● INSTRUCTIONS TO FOLLOW
Copy every line of the listing that holds the string "metal".

● EXTRACTED MATERIAL
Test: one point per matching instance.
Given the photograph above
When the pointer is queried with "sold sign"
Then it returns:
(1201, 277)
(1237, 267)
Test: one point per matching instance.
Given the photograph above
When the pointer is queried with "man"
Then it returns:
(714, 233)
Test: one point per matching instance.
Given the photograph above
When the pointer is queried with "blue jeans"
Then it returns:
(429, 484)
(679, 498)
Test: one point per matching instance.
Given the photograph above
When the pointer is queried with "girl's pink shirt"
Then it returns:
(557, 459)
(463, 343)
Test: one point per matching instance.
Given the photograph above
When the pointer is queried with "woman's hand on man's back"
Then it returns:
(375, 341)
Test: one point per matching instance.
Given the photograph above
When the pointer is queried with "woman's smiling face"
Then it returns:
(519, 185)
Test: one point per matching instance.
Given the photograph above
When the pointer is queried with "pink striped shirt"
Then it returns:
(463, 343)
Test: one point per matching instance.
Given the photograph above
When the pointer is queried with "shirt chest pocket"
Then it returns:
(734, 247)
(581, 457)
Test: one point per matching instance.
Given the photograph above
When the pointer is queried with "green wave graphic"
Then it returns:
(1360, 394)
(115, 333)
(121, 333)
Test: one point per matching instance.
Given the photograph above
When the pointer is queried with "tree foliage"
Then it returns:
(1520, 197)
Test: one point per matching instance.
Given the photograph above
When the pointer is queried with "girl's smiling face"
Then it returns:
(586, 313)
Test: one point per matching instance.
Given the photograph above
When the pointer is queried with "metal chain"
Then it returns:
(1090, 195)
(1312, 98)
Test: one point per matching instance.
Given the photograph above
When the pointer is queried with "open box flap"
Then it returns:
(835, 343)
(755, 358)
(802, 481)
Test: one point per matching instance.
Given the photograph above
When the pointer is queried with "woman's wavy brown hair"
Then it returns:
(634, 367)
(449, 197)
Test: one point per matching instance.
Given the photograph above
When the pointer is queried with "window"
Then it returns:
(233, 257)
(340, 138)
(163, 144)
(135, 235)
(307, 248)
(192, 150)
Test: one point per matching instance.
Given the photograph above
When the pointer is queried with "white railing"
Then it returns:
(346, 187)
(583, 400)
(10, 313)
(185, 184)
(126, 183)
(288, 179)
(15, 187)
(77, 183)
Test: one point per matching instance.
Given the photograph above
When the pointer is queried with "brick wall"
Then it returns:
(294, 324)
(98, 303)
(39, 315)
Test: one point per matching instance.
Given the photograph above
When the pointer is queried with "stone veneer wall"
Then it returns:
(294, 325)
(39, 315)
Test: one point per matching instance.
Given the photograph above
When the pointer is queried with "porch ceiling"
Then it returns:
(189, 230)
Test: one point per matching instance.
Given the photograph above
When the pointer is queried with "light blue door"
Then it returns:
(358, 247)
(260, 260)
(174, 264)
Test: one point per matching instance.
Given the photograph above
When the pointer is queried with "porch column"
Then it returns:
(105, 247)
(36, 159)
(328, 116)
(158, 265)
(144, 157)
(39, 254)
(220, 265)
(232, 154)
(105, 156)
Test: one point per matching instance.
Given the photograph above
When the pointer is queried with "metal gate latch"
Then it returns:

● EXERCISE RESULT
When the pointer is queried with "metal chain"
When the pointer is queried with "metal gate latch"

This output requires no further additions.